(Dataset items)
++++++

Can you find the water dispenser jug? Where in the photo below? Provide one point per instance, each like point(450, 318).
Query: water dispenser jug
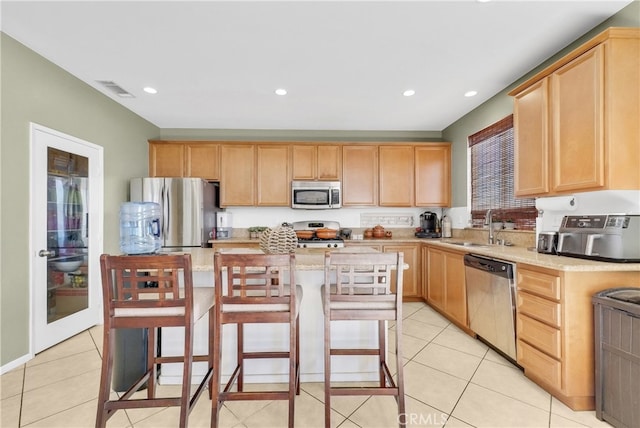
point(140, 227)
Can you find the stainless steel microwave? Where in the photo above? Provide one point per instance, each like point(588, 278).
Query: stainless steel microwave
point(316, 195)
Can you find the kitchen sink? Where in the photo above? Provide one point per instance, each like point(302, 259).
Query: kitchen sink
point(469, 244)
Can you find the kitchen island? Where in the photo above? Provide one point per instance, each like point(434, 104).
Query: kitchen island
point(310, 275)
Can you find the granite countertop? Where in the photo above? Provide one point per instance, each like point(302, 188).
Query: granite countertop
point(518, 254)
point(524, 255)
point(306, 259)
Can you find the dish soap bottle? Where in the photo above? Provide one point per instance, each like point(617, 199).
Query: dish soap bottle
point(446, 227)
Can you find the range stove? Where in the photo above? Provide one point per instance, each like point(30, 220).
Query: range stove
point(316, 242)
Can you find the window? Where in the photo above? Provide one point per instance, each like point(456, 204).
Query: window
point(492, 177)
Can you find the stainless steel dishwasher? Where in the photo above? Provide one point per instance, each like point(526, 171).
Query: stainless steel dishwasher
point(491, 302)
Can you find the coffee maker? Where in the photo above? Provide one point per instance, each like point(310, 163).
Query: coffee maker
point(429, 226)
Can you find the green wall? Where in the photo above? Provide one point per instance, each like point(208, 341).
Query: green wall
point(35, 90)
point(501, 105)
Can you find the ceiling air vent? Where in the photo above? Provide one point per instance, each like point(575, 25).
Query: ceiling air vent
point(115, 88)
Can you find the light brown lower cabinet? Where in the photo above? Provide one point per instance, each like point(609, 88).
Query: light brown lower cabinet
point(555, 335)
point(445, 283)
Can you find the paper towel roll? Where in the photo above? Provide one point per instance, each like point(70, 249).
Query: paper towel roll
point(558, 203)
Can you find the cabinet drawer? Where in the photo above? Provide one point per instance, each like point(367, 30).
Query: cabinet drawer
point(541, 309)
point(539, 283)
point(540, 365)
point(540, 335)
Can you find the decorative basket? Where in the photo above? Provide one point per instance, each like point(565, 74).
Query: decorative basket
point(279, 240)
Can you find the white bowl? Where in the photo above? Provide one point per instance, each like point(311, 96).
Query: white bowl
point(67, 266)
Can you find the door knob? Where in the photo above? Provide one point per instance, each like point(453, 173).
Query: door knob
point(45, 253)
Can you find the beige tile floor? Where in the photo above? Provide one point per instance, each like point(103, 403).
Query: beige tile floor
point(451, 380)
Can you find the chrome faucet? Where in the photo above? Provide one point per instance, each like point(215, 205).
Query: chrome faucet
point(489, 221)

++++++

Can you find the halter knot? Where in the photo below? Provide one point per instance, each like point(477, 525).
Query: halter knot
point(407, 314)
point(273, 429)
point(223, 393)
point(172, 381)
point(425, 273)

++++++

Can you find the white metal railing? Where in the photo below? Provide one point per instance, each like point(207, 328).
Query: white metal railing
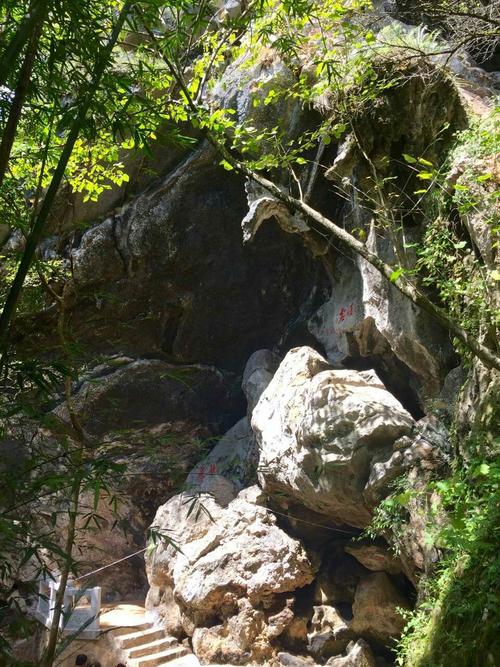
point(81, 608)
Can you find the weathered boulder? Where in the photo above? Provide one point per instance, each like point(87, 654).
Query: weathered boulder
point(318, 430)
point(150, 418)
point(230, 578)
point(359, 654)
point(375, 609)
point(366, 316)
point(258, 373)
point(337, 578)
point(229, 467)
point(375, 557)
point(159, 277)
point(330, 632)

++++++

• [Request]
Please copy the lines starting at the one containing "Can you find the coffee" and ending at the one containing "point(489, 221)", replacing "decorative basket" with "wicker basket" and leaving everything else unchanged.

• [Completed task]
Can you find the coffee maker? Where in the photo above? Provide one point per instance, each like point(310, 163).
Query: coffee maker
point(429, 226)
Can you find the green wall? Where in the photo above? Provide one point per instance, each like point(208, 341).
Query: green wall
point(35, 90)
point(501, 105)
Can you find the ceiling air vent? Where in the photo above? Provide one point per instance, each like point(575, 25).
Query: ceiling air vent
point(115, 88)
Can you find the light brown lower cabinet? Where in the photo above? Provide one point per instance, each like point(609, 88).
Query: light brown lower cabinet
point(555, 335)
point(445, 283)
Can you find the paper towel roll? Where in the photo above? Provide one point per instance, each like point(70, 249).
Query: paper towel roll
point(558, 203)
Can you find the cabinet drawer? Where in the photo above? Provide one point per instance, each like point(367, 30).
Query: cabinet drawer
point(541, 309)
point(539, 283)
point(540, 365)
point(540, 335)
Can you find the wicker basket? Where in the photo above? Provide one point per instance, each like point(565, 74).
Query: wicker basket
point(279, 240)
Can you find the white bowl? Where in the photo above? Provide one point per instance, each like point(311, 96).
Query: white bowl
point(67, 266)
Can you find the door knob? Where in the photo above? Provide one point per instance, each like point(453, 173).
Query: door knob
point(45, 253)
Can you find the beige tile floor? Where in the photo above? Provide one point per instance, each like point(103, 403).
Query: beige tile floor
point(451, 380)
Can you find the chrome faucet? Where in the photo above? Provide one point per instance, each like point(215, 205).
Query: chrome faucet
point(489, 221)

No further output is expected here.